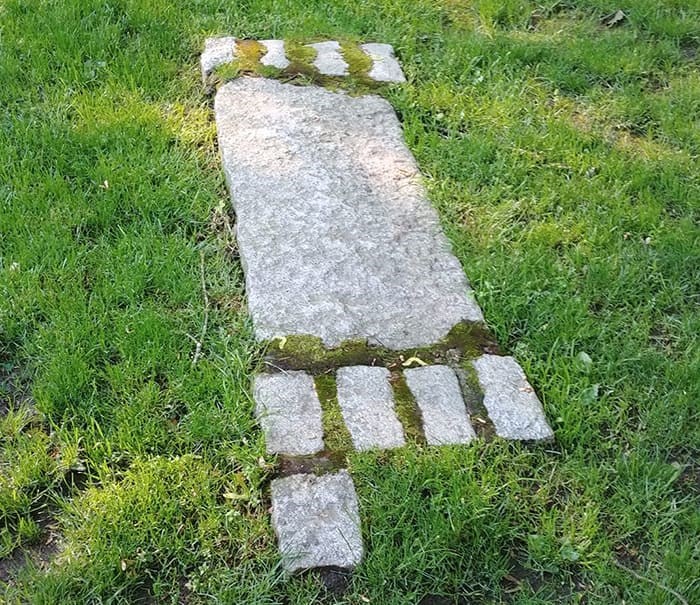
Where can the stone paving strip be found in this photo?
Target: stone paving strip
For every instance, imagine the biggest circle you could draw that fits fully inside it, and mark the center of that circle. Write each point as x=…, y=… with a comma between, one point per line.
x=317, y=521
x=510, y=401
x=366, y=401
x=339, y=242
x=439, y=397
x=329, y=60
x=336, y=234
x=289, y=413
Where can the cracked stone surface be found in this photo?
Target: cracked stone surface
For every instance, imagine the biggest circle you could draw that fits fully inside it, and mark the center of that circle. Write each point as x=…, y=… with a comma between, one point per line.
x=289, y=412
x=511, y=402
x=337, y=237
x=439, y=397
x=275, y=55
x=329, y=60
x=317, y=521
x=217, y=51
x=385, y=67
x=367, y=403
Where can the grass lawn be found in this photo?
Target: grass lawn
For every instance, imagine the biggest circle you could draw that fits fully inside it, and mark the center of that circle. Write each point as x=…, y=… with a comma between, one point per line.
x=563, y=157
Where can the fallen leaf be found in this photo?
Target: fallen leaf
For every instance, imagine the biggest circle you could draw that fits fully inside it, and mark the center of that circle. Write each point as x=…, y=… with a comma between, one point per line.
x=614, y=19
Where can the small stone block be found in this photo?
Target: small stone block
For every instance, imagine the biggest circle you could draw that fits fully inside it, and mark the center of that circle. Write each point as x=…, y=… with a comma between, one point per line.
x=289, y=412
x=217, y=51
x=329, y=60
x=367, y=403
x=385, y=67
x=275, y=55
x=511, y=402
x=317, y=521
x=439, y=398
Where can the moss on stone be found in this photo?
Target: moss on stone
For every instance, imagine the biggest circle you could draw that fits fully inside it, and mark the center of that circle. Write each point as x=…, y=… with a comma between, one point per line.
x=336, y=436
x=304, y=352
x=301, y=69
x=248, y=54
x=407, y=409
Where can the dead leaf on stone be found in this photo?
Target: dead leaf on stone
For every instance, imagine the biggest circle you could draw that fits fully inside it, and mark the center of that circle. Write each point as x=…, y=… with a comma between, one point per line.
x=614, y=19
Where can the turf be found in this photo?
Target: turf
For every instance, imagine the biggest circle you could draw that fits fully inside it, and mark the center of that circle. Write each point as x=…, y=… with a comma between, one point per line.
x=562, y=155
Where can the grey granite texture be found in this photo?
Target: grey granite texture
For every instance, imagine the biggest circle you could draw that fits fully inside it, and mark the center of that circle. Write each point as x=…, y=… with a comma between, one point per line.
x=367, y=403
x=511, y=402
x=275, y=55
x=385, y=67
x=217, y=51
x=317, y=521
x=329, y=59
x=289, y=412
x=336, y=235
x=439, y=397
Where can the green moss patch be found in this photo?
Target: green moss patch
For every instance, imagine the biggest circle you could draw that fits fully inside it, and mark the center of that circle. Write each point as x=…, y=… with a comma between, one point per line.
x=336, y=436
x=474, y=400
x=302, y=352
x=407, y=409
x=301, y=69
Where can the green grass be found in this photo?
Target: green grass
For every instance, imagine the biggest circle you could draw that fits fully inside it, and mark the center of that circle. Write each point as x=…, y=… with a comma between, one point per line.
x=563, y=158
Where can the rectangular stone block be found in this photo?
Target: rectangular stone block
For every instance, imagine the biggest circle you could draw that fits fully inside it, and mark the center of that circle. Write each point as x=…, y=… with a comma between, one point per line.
x=367, y=403
x=439, y=397
x=337, y=237
x=289, y=412
x=317, y=521
x=511, y=402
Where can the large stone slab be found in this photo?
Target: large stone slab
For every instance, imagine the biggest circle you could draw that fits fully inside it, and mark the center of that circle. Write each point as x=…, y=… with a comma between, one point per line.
x=367, y=403
x=439, y=397
x=337, y=237
x=317, y=521
x=511, y=402
x=289, y=412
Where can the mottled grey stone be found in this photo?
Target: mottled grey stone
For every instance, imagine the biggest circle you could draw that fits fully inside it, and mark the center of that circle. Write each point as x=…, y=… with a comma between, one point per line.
x=367, y=403
x=511, y=402
x=217, y=51
x=385, y=67
x=289, y=412
x=275, y=55
x=317, y=521
x=329, y=60
x=337, y=237
x=439, y=397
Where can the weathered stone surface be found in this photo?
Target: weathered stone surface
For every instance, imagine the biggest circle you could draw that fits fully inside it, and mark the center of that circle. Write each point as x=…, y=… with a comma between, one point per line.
x=275, y=55
x=336, y=235
x=317, y=521
x=289, y=412
x=367, y=403
x=217, y=51
x=439, y=397
x=511, y=402
x=385, y=67
x=329, y=60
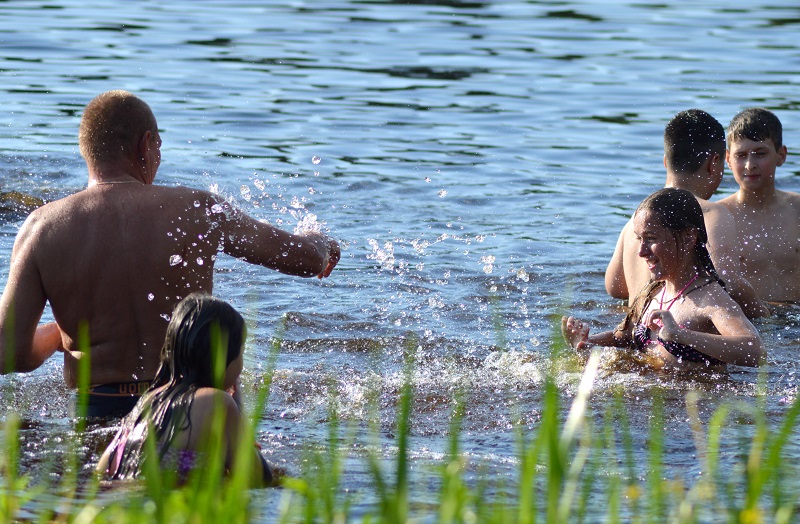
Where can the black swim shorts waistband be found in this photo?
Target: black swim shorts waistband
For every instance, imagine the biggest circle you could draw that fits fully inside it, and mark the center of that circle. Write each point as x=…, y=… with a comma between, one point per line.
x=120, y=389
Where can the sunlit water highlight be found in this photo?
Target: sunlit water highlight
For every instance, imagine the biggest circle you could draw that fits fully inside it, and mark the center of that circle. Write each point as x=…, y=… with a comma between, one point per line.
x=476, y=159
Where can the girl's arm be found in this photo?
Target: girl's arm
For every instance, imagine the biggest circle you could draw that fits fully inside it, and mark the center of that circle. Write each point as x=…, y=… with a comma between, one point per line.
x=738, y=341
x=576, y=333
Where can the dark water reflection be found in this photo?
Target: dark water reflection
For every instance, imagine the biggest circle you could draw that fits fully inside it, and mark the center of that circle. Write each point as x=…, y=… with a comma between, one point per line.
x=477, y=159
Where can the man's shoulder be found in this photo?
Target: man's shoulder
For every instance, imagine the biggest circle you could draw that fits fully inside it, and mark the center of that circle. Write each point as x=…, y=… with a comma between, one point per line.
x=789, y=197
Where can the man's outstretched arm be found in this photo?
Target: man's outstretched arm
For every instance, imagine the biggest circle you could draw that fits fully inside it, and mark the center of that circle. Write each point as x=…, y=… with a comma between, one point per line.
x=306, y=255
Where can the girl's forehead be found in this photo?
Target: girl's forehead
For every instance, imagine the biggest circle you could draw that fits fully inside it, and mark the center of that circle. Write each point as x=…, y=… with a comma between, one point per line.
x=646, y=220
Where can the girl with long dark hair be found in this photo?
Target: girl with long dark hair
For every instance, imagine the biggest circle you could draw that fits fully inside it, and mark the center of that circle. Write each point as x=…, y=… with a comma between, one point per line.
x=200, y=361
x=683, y=316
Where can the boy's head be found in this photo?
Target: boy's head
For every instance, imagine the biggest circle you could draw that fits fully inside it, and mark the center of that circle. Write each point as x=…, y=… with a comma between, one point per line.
x=691, y=138
x=756, y=124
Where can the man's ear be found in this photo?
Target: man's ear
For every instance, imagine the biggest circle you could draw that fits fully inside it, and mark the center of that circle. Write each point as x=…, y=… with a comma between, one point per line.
x=144, y=145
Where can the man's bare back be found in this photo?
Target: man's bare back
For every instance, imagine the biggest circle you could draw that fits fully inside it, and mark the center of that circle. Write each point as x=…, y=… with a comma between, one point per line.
x=115, y=258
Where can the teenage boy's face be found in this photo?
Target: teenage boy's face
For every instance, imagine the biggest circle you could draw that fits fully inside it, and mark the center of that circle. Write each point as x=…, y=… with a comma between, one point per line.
x=753, y=163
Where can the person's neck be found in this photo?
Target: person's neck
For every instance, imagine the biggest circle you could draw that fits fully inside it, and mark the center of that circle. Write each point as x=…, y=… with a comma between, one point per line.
x=110, y=175
x=674, y=285
x=691, y=183
x=760, y=198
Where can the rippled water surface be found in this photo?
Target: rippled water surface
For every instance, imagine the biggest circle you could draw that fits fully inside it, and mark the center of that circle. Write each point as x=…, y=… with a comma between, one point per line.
x=476, y=159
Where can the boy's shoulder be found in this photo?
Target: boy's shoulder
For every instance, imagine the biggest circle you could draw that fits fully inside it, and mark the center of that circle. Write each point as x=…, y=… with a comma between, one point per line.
x=729, y=202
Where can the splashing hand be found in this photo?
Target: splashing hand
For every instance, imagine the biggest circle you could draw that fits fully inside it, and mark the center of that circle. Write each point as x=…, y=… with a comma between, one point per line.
x=334, y=254
x=576, y=332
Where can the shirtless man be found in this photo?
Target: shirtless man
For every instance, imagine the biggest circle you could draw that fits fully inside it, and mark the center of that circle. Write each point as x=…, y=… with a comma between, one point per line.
x=694, y=144
x=768, y=219
x=115, y=258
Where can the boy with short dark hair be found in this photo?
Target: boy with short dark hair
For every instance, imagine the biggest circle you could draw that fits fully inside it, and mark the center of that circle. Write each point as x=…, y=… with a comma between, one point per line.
x=768, y=219
x=694, y=151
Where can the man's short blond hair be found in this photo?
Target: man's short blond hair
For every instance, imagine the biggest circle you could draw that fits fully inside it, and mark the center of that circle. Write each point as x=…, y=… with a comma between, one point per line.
x=112, y=125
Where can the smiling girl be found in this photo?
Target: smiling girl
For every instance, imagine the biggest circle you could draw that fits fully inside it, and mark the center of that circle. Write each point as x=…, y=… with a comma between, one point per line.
x=684, y=316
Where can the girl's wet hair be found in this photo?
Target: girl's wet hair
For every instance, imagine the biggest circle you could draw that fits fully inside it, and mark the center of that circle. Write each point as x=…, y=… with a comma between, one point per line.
x=200, y=327
x=187, y=352
x=678, y=210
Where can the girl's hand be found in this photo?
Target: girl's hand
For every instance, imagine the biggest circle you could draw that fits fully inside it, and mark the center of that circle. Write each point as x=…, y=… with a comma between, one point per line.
x=662, y=324
x=576, y=332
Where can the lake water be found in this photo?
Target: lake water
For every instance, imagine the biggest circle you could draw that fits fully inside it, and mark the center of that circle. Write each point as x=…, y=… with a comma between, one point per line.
x=476, y=160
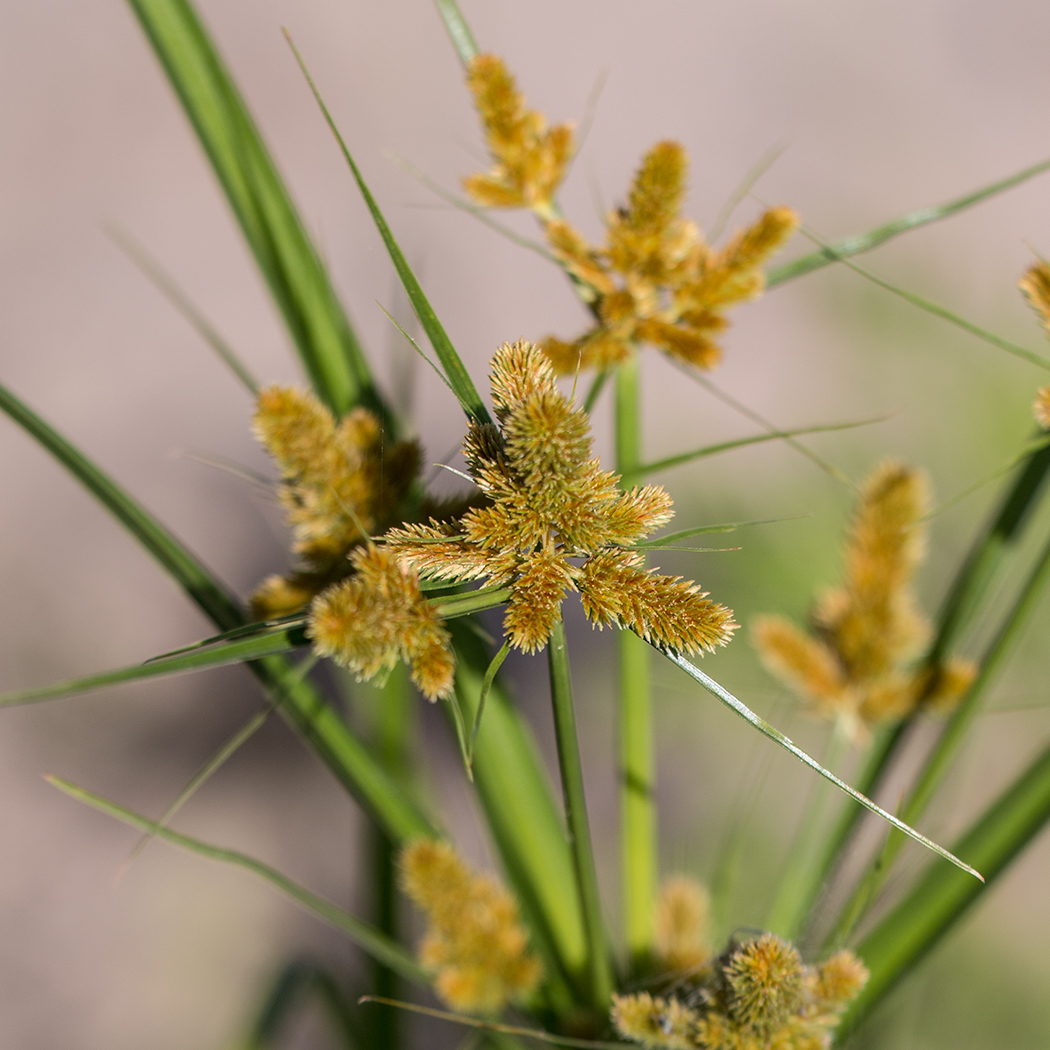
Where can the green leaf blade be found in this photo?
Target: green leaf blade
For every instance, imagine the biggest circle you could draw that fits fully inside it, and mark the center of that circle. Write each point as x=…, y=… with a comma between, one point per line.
x=300, y=287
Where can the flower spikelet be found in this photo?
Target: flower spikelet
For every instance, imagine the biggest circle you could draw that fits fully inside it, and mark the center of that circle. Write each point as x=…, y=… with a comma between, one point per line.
x=681, y=926
x=340, y=483
x=655, y=279
x=550, y=506
x=755, y=995
x=765, y=983
x=853, y=665
x=529, y=159
x=378, y=616
x=475, y=941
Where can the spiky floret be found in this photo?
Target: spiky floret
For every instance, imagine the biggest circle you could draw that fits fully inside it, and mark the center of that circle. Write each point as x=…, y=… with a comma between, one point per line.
x=756, y=995
x=656, y=279
x=853, y=666
x=529, y=159
x=550, y=506
x=341, y=482
x=681, y=926
x=475, y=941
x=378, y=616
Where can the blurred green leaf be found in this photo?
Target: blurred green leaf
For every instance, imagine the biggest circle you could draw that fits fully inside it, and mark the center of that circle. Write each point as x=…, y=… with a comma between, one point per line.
x=380, y=947
x=456, y=373
x=297, y=279
x=944, y=895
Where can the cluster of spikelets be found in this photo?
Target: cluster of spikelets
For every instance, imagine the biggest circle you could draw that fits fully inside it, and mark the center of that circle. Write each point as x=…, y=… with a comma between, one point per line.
x=341, y=482
x=853, y=664
x=475, y=942
x=555, y=522
x=655, y=279
x=1035, y=286
x=757, y=994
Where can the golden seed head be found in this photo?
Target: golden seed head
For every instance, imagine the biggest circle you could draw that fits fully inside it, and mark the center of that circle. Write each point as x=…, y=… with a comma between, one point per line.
x=765, y=983
x=551, y=503
x=475, y=942
x=378, y=616
x=1041, y=408
x=529, y=159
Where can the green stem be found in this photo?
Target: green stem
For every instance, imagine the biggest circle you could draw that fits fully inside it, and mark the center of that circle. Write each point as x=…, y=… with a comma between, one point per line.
x=636, y=772
x=940, y=899
x=800, y=879
x=940, y=759
x=983, y=566
x=575, y=815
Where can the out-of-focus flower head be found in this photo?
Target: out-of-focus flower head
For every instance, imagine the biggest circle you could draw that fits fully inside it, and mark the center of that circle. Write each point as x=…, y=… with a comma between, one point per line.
x=853, y=664
x=475, y=941
x=757, y=994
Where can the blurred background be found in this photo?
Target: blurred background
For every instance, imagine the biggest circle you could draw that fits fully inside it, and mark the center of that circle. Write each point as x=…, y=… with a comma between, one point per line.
x=876, y=109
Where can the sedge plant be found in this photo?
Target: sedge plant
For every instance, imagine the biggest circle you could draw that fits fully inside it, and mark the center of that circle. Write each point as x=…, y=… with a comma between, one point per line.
x=424, y=594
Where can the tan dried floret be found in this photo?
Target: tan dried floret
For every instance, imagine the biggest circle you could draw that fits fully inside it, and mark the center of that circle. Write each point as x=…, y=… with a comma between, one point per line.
x=475, y=941
x=655, y=279
x=341, y=482
x=549, y=504
x=681, y=926
x=756, y=995
x=853, y=666
x=378, y=616
x=529, y=159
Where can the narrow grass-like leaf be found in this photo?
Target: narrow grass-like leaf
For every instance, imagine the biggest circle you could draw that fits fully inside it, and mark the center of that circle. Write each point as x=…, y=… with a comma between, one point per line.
x=985, y=563
x=938, y=311
x=271, y=644
x=600, y=971
x=938, y=762
x=456, y=372
x=345, y=755
x=486, y=687
x=293, y=983
x=490, y=1026
x=300, y=287
x=763, y=727
x=218, y=760
x=865, y=242
x=739, y=406
x=390, y=952
x=516, y=793
x=665, y=464
x=167, y=286
x=463, y=40
x=943, y=896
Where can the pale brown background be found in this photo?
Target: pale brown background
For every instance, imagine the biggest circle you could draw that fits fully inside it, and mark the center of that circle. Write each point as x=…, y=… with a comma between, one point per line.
x=881, y=108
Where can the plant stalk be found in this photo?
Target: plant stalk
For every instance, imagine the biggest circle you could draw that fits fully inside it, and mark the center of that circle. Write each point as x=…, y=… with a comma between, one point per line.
x=637, y=812
x=575, y=816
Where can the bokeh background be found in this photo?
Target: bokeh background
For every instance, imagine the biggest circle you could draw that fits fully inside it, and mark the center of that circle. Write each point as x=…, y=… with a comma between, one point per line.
x=877, y=109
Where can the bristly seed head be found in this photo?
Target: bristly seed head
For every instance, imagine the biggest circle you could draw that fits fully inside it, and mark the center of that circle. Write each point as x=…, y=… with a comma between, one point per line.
x=549, y=506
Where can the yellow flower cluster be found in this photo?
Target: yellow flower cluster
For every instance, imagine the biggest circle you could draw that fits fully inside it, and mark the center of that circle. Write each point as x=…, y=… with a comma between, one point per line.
x=341, y=483
x=555, y=522
x=529, y=159
x=655, y=279
x=756, y=995
x=852, y=665
x=475, y=942
x=1035, y=286
x=681, y=927
x=379, y=615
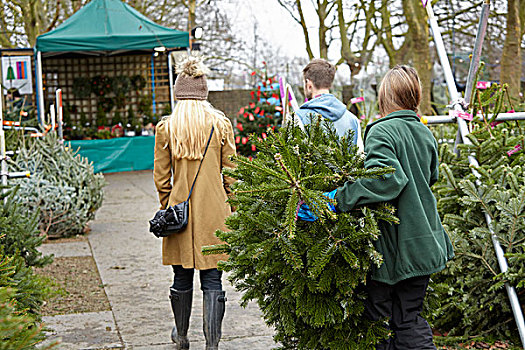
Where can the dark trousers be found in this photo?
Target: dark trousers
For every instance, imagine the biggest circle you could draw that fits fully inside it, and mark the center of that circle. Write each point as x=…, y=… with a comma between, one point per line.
x=401, y=304
x=183, y=279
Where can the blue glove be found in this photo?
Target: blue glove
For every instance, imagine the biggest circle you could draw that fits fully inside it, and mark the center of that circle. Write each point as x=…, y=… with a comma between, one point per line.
x=305, y=214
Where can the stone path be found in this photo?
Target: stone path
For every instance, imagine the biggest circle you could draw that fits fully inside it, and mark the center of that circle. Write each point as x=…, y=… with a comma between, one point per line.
x=128, y=258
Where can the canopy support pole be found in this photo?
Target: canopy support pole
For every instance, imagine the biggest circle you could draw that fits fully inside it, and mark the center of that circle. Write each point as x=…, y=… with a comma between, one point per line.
x=154, y=104
x=39, y=89
x=463, y=132
x=170, y=75
x=3, y=153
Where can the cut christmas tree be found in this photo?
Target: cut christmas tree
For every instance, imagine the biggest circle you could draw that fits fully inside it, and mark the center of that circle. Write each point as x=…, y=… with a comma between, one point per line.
x=304, y=276
x=471, y=286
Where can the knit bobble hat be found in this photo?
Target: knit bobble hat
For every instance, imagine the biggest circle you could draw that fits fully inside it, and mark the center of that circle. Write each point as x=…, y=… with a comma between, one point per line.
x=191, y=80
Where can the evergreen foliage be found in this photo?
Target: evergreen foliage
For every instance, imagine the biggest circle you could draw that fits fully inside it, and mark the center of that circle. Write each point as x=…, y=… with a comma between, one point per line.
x=471, y=287
x=21, y=296
x=261, y=113
x=19, y=233
x=62, y=187
x=304, y=276
x=21, y=291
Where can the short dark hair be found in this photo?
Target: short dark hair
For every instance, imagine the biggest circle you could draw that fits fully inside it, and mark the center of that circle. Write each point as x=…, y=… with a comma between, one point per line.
x=320, y=72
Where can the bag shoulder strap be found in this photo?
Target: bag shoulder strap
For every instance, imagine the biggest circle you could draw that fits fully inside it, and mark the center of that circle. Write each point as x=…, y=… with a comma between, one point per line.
x=198, y=171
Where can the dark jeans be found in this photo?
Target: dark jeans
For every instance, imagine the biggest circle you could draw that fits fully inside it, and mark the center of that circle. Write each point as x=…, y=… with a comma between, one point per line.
x=402, y=304
x=183, y=279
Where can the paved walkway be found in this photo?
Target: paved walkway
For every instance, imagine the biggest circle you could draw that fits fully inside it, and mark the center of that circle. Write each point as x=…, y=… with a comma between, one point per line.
x=128, y=258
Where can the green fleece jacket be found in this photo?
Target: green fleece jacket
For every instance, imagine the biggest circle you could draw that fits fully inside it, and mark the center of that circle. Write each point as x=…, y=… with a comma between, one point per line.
x=418, y=245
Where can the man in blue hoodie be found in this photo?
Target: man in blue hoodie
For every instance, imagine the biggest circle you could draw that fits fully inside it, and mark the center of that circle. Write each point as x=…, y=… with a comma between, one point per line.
x=318, y=77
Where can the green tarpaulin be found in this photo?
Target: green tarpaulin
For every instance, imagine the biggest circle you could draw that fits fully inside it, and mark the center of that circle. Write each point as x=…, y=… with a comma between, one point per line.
x=109, y=25
x=119, y=154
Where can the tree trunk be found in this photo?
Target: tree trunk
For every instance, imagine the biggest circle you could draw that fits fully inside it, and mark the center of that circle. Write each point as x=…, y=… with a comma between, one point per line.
x=417, y=36
x=511, y=55
x=323, y=29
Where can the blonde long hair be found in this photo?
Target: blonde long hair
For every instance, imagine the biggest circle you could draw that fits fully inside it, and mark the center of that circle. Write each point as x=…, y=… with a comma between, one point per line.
x=400, y=89
x=189, y=127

- - - -

Up to and including the line containing "Where can the small", quote each line of the entries above from the very first, please, exactly and without images.

Where can the stone paving strip be found in this photo?
Target: stone paving strip
For every instance, imagine the biggest circle you could draw that fits fully inside it, and mark the center of that circle. Write each point as x=…, y=… with a comma between, one point per line.
x=317, y=521
x=510, y=401
x=366, y=401
x=339, y=242
x=439, y=397
x=329, y=60
x=336, y=234
x=289, y=413
Where can the cracked stone surface be found in this photo?
Target: cracked stone surface
For every instance, imagine the biggest circle you could draw that fits fully inside it, and mark the center of that circle. Write each point as x=…, y=… with a comma between, one point per line.
x=289, y=412
x=511, y=402
x=337, y=237
x=439, y=397
x=275, y=55
x=329, y=60
x=317, y=521
x=217, y=51
x=385, y=67
x=367, y=403
Where can the grass lawn be found in this photo?
Target: grass lawn
For every instance, imagine the biggest circle you could draw that fits fully inside it, and mark the center of that circle. Write each point as x=…, y=… with a comma between, one point per line.
x=563, y=157
Where can the fallen leaf be found in this photo?
Target: fallen leaf
For every instance, imagine the biggest circle you could draw that fits fully inside it, and mark the center of that circle. Write each point as x=…, y=… with a comma between, one point per line.
x=614, y=19
Where can the small stone block be found in this photo?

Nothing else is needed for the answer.